* _WHAT NEEDS TO BE DONE_
Can you continue the discussion below of FA and color fundus models for NPA prediction from its last sentence?

* _PASSAGE_
In this research, we compared the FA model and two non-FA models in terms of accuracy and uncertainty. We also examined the clinical utility of synthetic FA generated from color fundus images. As a result, the FA model achieved the best accuracy, while the other two models also attained comparable accuracy. As for uncertainty, the FA model yielded the most stable prediction, while the color fundus model showed the highest Monte Carlo uncertainty.
Despite the comparable accuracy, the prediction from the non-FA models was unstable compared to the FA model. This is likely because some color fundus images lacked visible abnormalities such as hemorrhages. In other words, the accuracy of NPA prediction using color fundus was inconsistent; when lesions are visible in both color and FA images, the color fundus model can perform comparably to the FA model; however, when lesions are only visible in FA, the color fundus model performs worse than FA. Furthermore, the volatile imaging quality of the color fundus images might also have destabilized the color fundus model. Compared to FA, color fundus images are more vulnerable to image artifacts such as the angle of the camera and the direction of the lighting (e.g., shadows). These artifacts can lower the Dice score by deteriorating the image quality.

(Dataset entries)
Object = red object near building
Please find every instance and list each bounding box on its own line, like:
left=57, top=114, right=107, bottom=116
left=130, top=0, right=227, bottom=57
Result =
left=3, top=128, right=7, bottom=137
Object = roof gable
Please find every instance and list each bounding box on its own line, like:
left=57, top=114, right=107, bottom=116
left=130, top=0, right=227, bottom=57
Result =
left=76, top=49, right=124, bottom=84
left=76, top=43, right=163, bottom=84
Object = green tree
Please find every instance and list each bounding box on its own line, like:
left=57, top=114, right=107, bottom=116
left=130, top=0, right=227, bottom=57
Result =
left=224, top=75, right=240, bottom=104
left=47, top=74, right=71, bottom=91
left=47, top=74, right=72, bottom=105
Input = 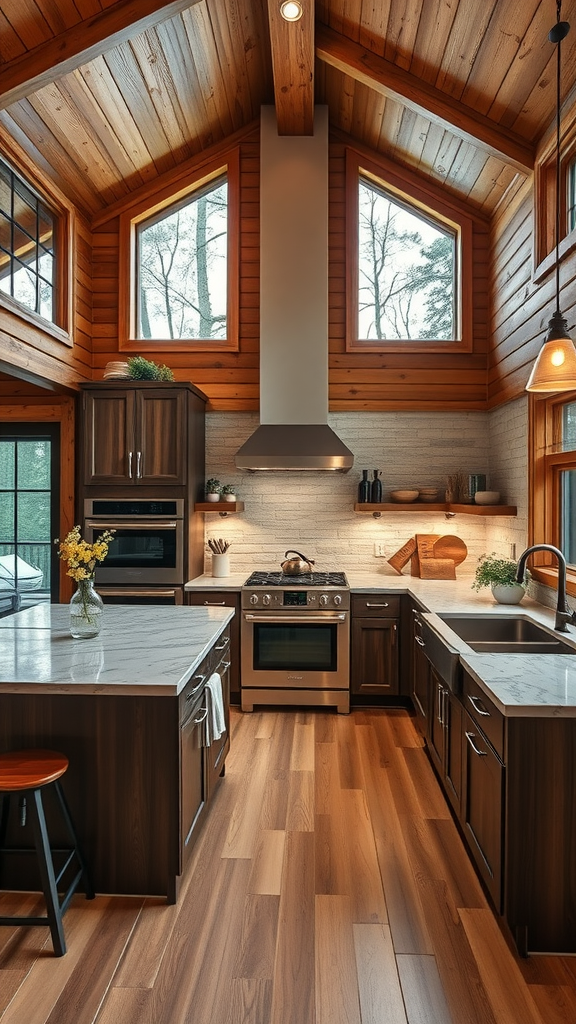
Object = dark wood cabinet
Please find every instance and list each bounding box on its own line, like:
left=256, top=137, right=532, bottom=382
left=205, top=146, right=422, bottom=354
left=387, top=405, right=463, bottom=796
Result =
left=187, top=590, right=240, bottom=705
left=81, top=381, right=205, bottom=487
left=351, top=594, right=400, bottom=703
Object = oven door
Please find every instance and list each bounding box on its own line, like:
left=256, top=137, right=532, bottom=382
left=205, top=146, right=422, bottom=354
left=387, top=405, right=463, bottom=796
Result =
left=86, top=517, right=184, bottom=587
left=242, top=611, right=349, bottom=690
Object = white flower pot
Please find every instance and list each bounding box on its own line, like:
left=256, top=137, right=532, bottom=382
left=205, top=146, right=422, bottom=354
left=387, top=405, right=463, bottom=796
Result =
left=491, top=583, right=526, bottom=604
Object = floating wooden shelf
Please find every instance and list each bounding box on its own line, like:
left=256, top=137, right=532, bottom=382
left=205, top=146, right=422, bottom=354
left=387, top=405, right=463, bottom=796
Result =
left=354, top=502, right=518, bottom=515
left=194, top=502, right=244, bottom=515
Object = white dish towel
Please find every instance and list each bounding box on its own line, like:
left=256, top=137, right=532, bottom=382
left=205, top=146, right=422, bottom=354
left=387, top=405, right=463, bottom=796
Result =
left=204, top=672, right=225, bottom=746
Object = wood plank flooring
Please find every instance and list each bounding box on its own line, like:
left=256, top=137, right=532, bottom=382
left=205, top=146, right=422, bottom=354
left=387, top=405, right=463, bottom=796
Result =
left=0, top=710, right=576, bottom=1024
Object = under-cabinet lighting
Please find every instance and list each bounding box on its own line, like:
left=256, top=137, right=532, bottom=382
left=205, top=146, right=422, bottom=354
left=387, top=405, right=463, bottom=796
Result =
left=280, top=0, right=303, bottom=22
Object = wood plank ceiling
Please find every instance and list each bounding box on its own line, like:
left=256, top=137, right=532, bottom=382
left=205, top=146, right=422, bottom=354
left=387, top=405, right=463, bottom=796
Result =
left=0, top=0, right=576, bottom=217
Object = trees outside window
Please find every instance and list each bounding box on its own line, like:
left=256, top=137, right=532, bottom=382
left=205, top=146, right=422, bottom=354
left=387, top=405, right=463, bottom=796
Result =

* _RESPONSE TO THE EXERCISE_
The impact of synthetic FA on accuracy was mixed; it led to both increases and decreases in Dice scores, depending on the samples. Meanwhile, synthetic FA consistently reduced Monte Carlo uncertainty, likely due to GAN’s capability of image enhancement. As previously mentioned, some color fundus images suffer from quality issues, leading to greater uncertainty. However, GANs can improve image quality. In fact, GANs are commonly used in image enhancement tasks such as noise reduction and super-resolution 15–19. In this study, our GAN model presumably acquired image enhancement capability because the target images (FA) had better image quality than the source images (color fundus).
By using synthetic FA, we could reduce the misleading uncertainty estimates. This improvement is clinically beneficial. Uncertainty can help clinicians identify areas requiring further examination for abnormalities. However, "false alarms" of uncertainty estimates can mislead clinicians into investigating completely normal areas, thereby wasting their time. By using synthetic FA for NPA prediction, such false alarms can be decreased, and therefore the uncertainty estimates will be more reliable and helpful.
However, inappropriate “improvement” in image quality could also be harmful to segmentation accuracy. Most generative AI has a problem called hallucination, in which AI generates false information with certainty 20,21. In this study, although the GAN model was trained on images that contain NPAs, most parts were normal and therefore the GAN model might have tended to generate normal images. That would have obscured abnormalities, negatively affecting Dice scores and sensitivity.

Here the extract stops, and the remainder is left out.